→ WHAT THE TASK ASKS: Return the records exactly as they appear below, omitting the pictures.

→ GIVEN DATA:
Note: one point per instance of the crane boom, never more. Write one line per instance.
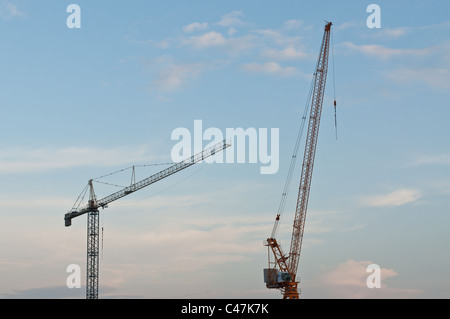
(310, 151)
(285, 278)
(95, 204)
(92, 211)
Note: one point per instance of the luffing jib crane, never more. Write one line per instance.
(282, 272)
(93, 205)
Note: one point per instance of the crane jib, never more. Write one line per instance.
(94, 205)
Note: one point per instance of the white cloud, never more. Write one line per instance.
(23, 160)
(172, 77)
(272, 68)
(349, 280)
(210, 39)
(231, 19)
(289, 53)
(442, 159)
(293, 24)
(383, 52)
(438, 77)
(397, 198)
(195, 27)
(9, 10)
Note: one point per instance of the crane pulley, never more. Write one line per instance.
(282, 273)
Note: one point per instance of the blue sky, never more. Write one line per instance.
(81, 103)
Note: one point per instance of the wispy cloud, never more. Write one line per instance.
(396, 198)
(231, 19)
(438, 77)
(382, 52)
(195, 26)
(174, 76)
(440, 159)
(271, 68)
(9, 10)
(288, 53)
(349, 280)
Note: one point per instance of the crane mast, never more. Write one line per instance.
(93, 205)
(284, 278)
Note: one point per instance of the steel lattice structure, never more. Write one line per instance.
(288, 264)
(92, 211)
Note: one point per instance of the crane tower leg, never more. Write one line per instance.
(92, 268)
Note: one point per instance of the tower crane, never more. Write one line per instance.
(282, 272)
(93, 205)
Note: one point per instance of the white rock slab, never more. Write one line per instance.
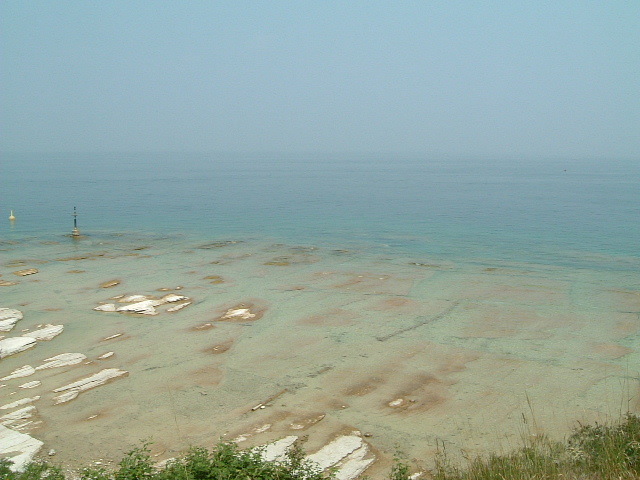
(72, 390)
(355, 464)
(20, 372)
(335, 451)
(146, 307)
(47, 333)
(18, 403)
(19, 448)
(62, 360)
(172, 298)
(180, 306)
(238, 313)
(132, 298)
(277, 450)
(34, 384)
(8, 318)
(106, 307)
(18, 416)
(10, 346)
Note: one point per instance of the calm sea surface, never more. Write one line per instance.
(550, 212)
(426, 302)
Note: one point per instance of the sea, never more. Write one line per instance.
(425, 302)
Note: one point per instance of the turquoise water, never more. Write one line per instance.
(423, 302)
(552, 212)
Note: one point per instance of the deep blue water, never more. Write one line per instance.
(551, 212)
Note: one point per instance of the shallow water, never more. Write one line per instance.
(382, 318)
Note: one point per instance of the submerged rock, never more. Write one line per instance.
(11, 346)
(172, 298)
(238, 314)
(145, 307)
(24, 273)
(179, 306)
(8, 318)
(33, 384)
(72, 390)
(133, 298)
(20, 372)
(107, 307)
(18, 403)
(19, 448)
(47, 333)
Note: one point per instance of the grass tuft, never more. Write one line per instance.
(592, 452)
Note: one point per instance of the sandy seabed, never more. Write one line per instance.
(412, 352)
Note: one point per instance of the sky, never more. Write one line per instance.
(440, 78)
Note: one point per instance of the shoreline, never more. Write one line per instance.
(463, 345)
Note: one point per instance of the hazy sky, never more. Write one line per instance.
(460, 78)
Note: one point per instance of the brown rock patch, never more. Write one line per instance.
(219, 348)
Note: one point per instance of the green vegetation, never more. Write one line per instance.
(600, 452)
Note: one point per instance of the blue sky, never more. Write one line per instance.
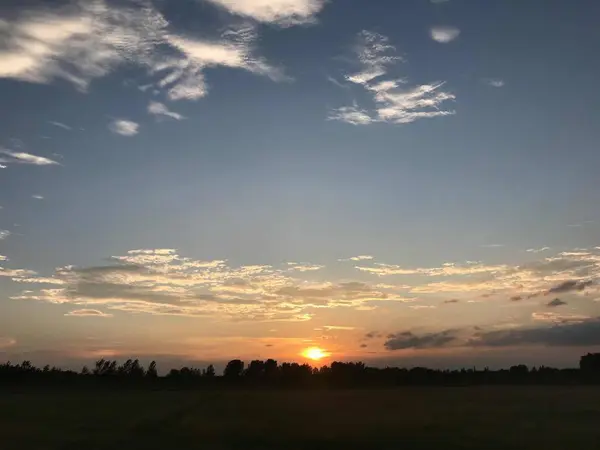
(208, 179)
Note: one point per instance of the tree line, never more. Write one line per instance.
(270, 373)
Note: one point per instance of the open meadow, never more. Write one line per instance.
(404, 418)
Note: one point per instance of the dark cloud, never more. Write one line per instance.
(372, 335)
(570, 286)
(585, 333)
(407, 339)
(556, 302)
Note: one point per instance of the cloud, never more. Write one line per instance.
(79, 43)
(306, 267)
(578, 334)
(161, 282)
(448, 269)
(407, 339)
(10, 273)
(555, 303)
(444, 34)
(7, 342)
(352, 115)
(235, 49)
(570, 286)
(87, 313)
(373, 335)
(357, 258)
(557, 318)
(90, 39)
(10, 157)
(281, 12)
(160, 109)
(495, 82)
(60, 125)
(124, 127)
(537, 250)
(394, 101)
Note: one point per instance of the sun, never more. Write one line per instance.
(315, 353)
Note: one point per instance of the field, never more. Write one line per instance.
(407, 418)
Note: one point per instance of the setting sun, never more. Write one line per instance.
(315, 353)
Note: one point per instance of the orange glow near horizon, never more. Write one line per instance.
(315, 353)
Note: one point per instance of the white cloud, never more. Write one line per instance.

→ FINAL ANSWER:
Note: one point per instance of the crane boom, never more. Write one line per instance.
(310, 151)
(285, 278)
(95, 204)
(92, 211)
Note: one point per instance of the luffing jib crane, never more. Write one line per instance.
(282, 272)
(93, 205)
Note: one point per instance of the crane jib, never more. Write one line per instance.
(94, 205)
Note: one point per instance of the white cloud, never more. Write one line per instance.
(23, 160)
(172, 77)
(272, 68)
(349, 280)
(210, 39)
(231, 19)
(289, 53)
(442, 159)
(293, 24)
(383, 52)
(438, 77)
(397, 198)
(195, 27)
(9, 10)
Note: one point per instance of the crane pulley, never more. Write one line per instance.
(282, 273)
Note: one point per instance of the blue sky, never more. Write one line per instance.
(81, 103)
Note: one point per instance of the wispy cloud, never more. Write one line per instance.
(396, 198)
(231, 19)
(438, 77)
(382, 52)
(195, 26)
(174, 76)
(440, 159)
(271, 68)
(9, 10)
(288, 53)
(349, 280)
Note: one point per instance of the crane mast, never more. Write one line per instance.
(93, 205)
(284, 278)
Note: one point per instance of the steel lattice structure, never more. Write one line per instance.
(288, 264)
(92, 211)
Note: one point per instance of the crane tower leg, never more. Write one line per instance.
(92, 268)
Note: one point per instance of the tower crane, never more. Write one line per instance.
(282, 272)
(93, 205)
Note: one point per instance of the white rock slab, never more. Write one line per instance.
(72, 390)
(355, 464)
(20, 372)
(335, 451)
(146, 307)
(47, 333)
(18, 403)
(19, 448)
(62, 360)
(172, 298)
(180, 306)
(238, 313)
(132, 298)
(277, 450)
(34, 384)
(8, 318)
(106, 307)
(18, 416)
(10, 346)
Note: one point per instance of the calm sea surface, never more. Write one line per instance.
(550, 212)
(426, 302)
Note: one point per instance of the sea, never more. Write one line per instance.
(425, 302)
Note: one point per instance of the turquoise water, never more. Write one line per instance.
(423, 302)
(552, 212)
Note: one point per instance of the deep blue water, never more. Write one line per instance.
(551, 212)
Note: one point per instance of the shallow water, never more. Write one line per instance.
(382, 318)
Note: one point per instance of the submerged rock, never more. Write one line per instance.
(11, 346)
(172, 298)
(238, 314)
(145, 307)
(24, 273)
(179, 306)
(8, 318)
(33, 384)
(72, 390)
(133, 298)
(20, 372)
(107, 307)
(18, 403)
(19, 448)
(47, 333)
Note: one point per instance of the grass tuft, never more. Write one line per instance.
(592, 452)
Note: one point per instance of the sandy seabed, never more. Write one line per instance.
(412, 352)
Note: one point per instance of the sky, never more. Write one line per instance.
(440, 78)
Note: one point per instance of the shoreline, never more. Write one line per instance.
(463, 345)
Note: one point per instance of the hazy sky, never more. Write one line per instance.
(460, 78)
Note: one point per instance of the brown rock patch, never more. Write one line per instance.
(219, 348)
Note: one point per instance of the green vegetation, never more. Write one line per instance.
(600, 452)
Note: one point per instance of the blue sky, never more. Write one line per instance.
(208, 179)
Note: one point per instance of the tree line, never more. Write one line per instance.
(270, 373)
Note: one point per instance of the open meadow, never more. Write one line per instance.
(404, 418)
Note: one point per instance of the dark cloud, never more. Write one line per instance.
(372, 335)
(570, 286)
(585, 333)
(407, 339)
(556, 302)
Note: one point per instance of the cloud, never more. Write one line per instance.
(79, 43)
(306, 267)
(578, 334)
(161, 282)
(448, 269)
(407, 339)
(10, 273)
(555, 303)
(444, 34)
(7, 342)
(352, 115)
(235, 49)
(570, 286)
(87, 313)
(373, 335)
(357, 258)
(557, 318)
(90, 39)
(10, 157)
(281, 12)
(160, 109)
(495, 82)
(60, 125)
(124, 127)
(537, 250)
(394, 101)
Note: one point per instance of the sun, never more. Write one line per instance.
(315, 353)
Note: one point per instance of the field, never more. Write one line per instance.
(407, 418)
Note: one point per instance of the setting sun, never more. Write one line per instance.
(315, 353)
Note: one point per instance of the orange glow near horizon, never more. Write one line per instance.
(315, 353)
Note: one point per instance of the white cloud, never more. Write one line per instance.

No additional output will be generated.